If an entry holds a picture, leave the picture out and copy the rest exactly.

(RECORDS FOR THE TASK begins)

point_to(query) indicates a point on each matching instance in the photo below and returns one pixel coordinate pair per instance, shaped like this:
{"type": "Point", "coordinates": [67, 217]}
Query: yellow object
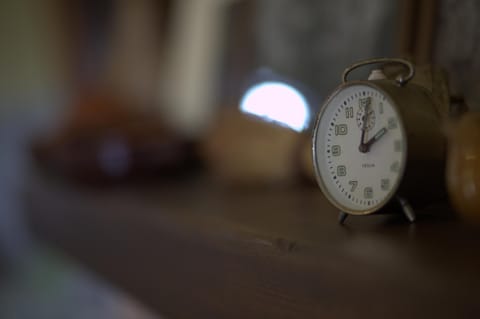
{"type": "Point", "coordinates": [463, 166]}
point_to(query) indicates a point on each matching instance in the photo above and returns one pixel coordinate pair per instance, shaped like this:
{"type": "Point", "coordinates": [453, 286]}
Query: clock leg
{"type": "Point", "coordinates": [406, 209]}
{"type": "Point", "coordinates": [341, 217]}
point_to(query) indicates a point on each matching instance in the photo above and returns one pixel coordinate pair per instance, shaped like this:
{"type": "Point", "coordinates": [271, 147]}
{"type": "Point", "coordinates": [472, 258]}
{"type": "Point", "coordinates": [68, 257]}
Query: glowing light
{"type": "Point", "coordinates": [279, 102]}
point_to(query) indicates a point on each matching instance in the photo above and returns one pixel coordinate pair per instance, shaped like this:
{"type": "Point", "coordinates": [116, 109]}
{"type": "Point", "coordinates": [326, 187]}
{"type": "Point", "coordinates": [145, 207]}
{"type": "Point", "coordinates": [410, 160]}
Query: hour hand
{"type": "Point", "coordinates": [375, 138]}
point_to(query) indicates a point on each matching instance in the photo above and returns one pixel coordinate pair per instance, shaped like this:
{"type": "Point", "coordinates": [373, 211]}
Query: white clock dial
{"type": "Point", "coordinates": [359, 149]}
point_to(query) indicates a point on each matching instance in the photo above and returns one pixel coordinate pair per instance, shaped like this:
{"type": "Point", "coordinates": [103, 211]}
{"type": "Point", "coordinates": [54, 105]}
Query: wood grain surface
{"type": "Point", "coordinates": [193, 249]}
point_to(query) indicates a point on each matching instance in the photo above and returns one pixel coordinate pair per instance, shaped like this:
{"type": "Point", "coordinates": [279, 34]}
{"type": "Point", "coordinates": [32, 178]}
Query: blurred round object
{"type": "Point", "coordinates": [106, 140]}
{"type": "Point", "coordinates": [244, 150]}
{"type": "Point", "coordinates": [463, 166]}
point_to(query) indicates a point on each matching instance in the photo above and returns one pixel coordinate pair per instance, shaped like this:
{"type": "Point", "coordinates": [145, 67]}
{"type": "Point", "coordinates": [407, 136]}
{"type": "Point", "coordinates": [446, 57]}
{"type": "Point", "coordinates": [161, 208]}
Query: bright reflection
{"type": "Point", "coordinates": [278, 102]}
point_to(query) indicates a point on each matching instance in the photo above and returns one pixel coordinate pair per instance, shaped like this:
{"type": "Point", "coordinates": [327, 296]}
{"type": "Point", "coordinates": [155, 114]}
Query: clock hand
{"type": "Point", "coordinates": [376, 137]}
{"type": "Point", "coordinates": [363, 146]}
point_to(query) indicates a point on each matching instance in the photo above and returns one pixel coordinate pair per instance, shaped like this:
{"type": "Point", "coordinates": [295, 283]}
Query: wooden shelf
{"type": "Point", "coordinates": [196, 250]}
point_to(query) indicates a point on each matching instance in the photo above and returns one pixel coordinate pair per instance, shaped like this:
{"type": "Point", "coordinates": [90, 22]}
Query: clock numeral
{"type": "Point", "coordinates": [397, 146]}
{"type": "Point", "coordinates": [336, 150]}
{"type": "Point", "coordinates": [385, 184]}
{"type": "Point", "coordinates": [395, 167]}
{"type": "Point", "coordinates": [368, 192]}
{"type": "Point", "coordinates": [341, 129]}
{"type": "Point", "coordinates": [366, 101]}
{"type": "Point", "coordinates": [392, 123]}
{"type": "Point", "coordinates": [354, 185]}
{"type": "Point", "coordinates": [349, 112]}
{"type": "Point", "coordinates": [341, 170]}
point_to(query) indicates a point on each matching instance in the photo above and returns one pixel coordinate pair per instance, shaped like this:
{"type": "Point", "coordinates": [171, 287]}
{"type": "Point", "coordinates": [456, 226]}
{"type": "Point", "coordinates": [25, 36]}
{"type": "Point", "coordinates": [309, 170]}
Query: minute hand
{"type": "Point", "coordinates": [376, 137]}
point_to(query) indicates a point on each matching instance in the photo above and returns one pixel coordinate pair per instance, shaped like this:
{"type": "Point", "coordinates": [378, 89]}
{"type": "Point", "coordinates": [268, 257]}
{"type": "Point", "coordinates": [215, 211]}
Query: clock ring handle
{"type": "Point", "coordinates": [401, 79]}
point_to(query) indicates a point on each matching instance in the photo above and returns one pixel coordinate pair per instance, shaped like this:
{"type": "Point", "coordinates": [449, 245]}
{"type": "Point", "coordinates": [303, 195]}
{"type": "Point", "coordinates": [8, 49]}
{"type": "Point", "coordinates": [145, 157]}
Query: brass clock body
{"type": "Point", "coordinates": [418, 104]}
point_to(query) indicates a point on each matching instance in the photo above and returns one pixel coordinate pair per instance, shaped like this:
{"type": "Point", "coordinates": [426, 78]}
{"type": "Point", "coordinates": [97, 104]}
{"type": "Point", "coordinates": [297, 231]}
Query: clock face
{"type": "Point", "coordinates": [359, 149]}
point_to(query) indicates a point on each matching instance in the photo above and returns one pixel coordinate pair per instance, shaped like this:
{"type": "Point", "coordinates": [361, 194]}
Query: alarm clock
{"type": "Point", "coordinates": [379, 141]}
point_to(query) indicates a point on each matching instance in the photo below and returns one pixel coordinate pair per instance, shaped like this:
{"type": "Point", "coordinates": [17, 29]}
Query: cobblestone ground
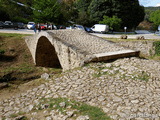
{"type": "Point", "coordinates": [127, 88]}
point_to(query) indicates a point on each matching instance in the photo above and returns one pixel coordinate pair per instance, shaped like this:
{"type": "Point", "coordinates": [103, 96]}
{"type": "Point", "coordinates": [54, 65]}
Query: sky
{"type": "Point", "coordinates": [147, 3]}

(RECORDS FOR THE TASK ends)

**EXPECTED ANSWER**:
point_to(query) indicates a point on each matching instance in the photo below and returns one pixel coordinate pair per instance, shaped like this:
{"type": "Point", "coordinates": [67, 217]}
Query: yellow object
{"type": "Point", "coordinates": [463, 166]}
point_to(query) indicates a point on each matching instance in the photo above and returns one pixel coordinate pair per instance, shaped like this:
{"type": "Point", "coordinates": [453, 286]}
Query: clock leg
{"type": "Point", "coordinates": [406, 209]}
{"type": "Point", "coordinates": [341, 217]}
point_to(query) indicates a point on each matching instance in the photo above and returns one pixel coordinate pair per instance, shaped like this:
{"type": "Point", "coordinates": [271, 147]}
{"type": "Point", "coordinates": [472, 258]}
{"type": "Point", "coordinates": [68, 257]}
Query: glowing light
{"type": "Point", "coordinates": [279, 102]}
point_to(query) indicates a point on each matching instance in the photo above and returns one pixel coordinate pair per instance, shaped like this:
{"type": "Point", "coordinates": [116, 109]}
{"type": "Point", "coordinates": [326, 187]}
{"type": "Point", "coordinates": [145, 207]}
{"type": "Point", "coordinates": [410, 160]}
Query: hour hand
{"type": "Point", "coordinates": [375, 138]}
point_to(query) indicates a point on each matching instance in the photo above and returns one pixel coordinate pair per instance, shaped like this:
{"type": "Point", "coordinates": [373, 211]}
Query: white clock dial
{"type": "Point", "coordinates": [359, 149]}
point_to(query) indicates a point on each matching instance in the photo above and returns one pixel coordinate pair per instance, shaped like this:
{"type": "Point", "coordinates": [103, 211]}
{"type": "Point", "coordinates": [54, 105]}
Query: wood grain surface
{"type": "Point", "coordinates": [193, 249]}
point_to(query) indicates a point on each matching instance in the photo above and returns one pixel coordinate pair per instance, shaped like this:
{"type": "Point", "coordinates": [279, 34]}
{"type": "Point", "coordinates": [32, 178]}
Query: blurred round object
{"type": "Point", "coordinates": [106, 140]}
{"type": "Point", "coordinates": [244, 150]}
{"type": "Point", "coordinates": [463, 166]}
point_to(query) indicates a point on each matching instance in the photo above and returns one pixel coordinate pair per instance, shaped like this:
{"type": "Point", "coordinates": [145, 67]}
{"type": "Point", "coordinates": [407, 136]}
{"type": "Point", "coordinates": [446, 57]}
{"type": "Point", "coordinates": [161, 208]}
Query: bright reflection
{"type": "Point", "coordinates": [278, 102]}
point_to(query) indicates a point on each matching instance in the photo above and returns one pixel coordinate pair per instance, shaped like this:
{"type": "Point", "coordinates": [327, 296]}
{"type": "Point", "coordinates": [155, 114]}
Query: clock hand
{"type": "Point", "coordinates": [376, 137]}
{"type": "Point", "coordinates": [363, 146]}
point_to(query) indicates a point on each matching instance in the photo above and returns one pixel coordinate pair per instance, shaped like this:
{"type": "Point", "coordinates": [295, 283]}
Query: wooden shelf
{"type": "Point", "coordinates": [196, 250]}
point_to(query) indicates a point on each matching instance in the photo above and returns one pixel coordinate pair per instance, shaped like this:
{"type": "Point", "coordinates": [90, 22]}
Query: clock numeral
{"type": "Point", "coordinates": [397, 146]}
{"type": "Point", "coordinates": [336, 150]}
{"type": "Point", "coordinates": [385, 184]}
{"type": "Point", "coordinates": [395, 167]}
{"type": "Point", "coordinates": [368, 192]}
{"type": "Point", "coordinates": [341, 129]}
{"type": "Point", "coordinates": [366, 101]}
{"type": "Point", "coordinates": [392, 123]}
{"type": "Point", "coordinates": [354, 185]}
{"type": "Point", "coordinates": [349, 112]}
{"type": "Point", "coordinates": [341, 170]}
point_to(query) indicates a point on each matching instance in the photo above and returns one pixel coordinate pair per instance, shaped like this:
{"type": "Point", "coordinates": [171, 287]}
{"type": "Point", "coordinates": [456, 226]}
{"type": "Point", "coordinates": [25, 36]}
{"type": "Point", "coordinates": [309, 170]}
Query: minute hand
{"type": "Point", "coordinates": [376, 137]}
point_to(query) indicates a point on each matching instance in the photo above and returns one pixel coordinate pair per instance, shaped like this:
{"type": "Point", "coordinates": [378, 89]}
{"type": "Point", "coordinates": [268, 257]}
{"type": "Point", "coordinates": [215, 211]}
Query: clock ring handle
{"type": "Point", "coordinates": [401, 79]}
point_to(query) indicates a point on each matching instance in the photo above and returns one pixel coordinate pair per instance, shaped like this:
{"type": "Point", "coordinates": [449, 245]}
{"type": "Point", "coordinates": [303, 195]}
{"type": "Point", "coordinates": [8, 49]}
{"type": "Point", "coordinates": [145, 157]}
Query: brass clock body
{"type": "Point", "coordinates": [418, 104]}
point_to(query) indicates a point on each matching instance in the photo above and returns one pixel coordinate pair per instance, shaped like this:
{"type": "Point", "coordinates": [426, 78]}
{"type": "Point", "coordinates": [97, 104]}
{"type": "Point", "coordinates": [297, 231]}
Query: clock face
{"type": "Point", "coordinates": [359, 149]}
point_to(query) indicates a point on each matching instance in the photo above and returns one pixel coordinate pair per instance, shaped like this:
{"type": "Point", "coordinates": [361, 194]}
Query: alarm clock
{"type": "Point", "coordinates": [379, 141]}
point_to(query) indicates a point on each matching instance in the photo below and returns one pixel coordinate pair per instance, shaped like this:
{"type": "Point", "coordinates": [17, 29]}
Query: cobblestone ground
{"type": "Point", "coordinates": [127, 88]}
point_to(query) indicates a point on each matching instance in the photo above and returns one pixel coordinate pair per instance, shaped like this:
{"type": "Point", "coordinates": [103, 96]}
{"type": "Point", "coordinates": [54, 65]}
Query: sky
{"type": "Point", "coordinates": [147, 3]}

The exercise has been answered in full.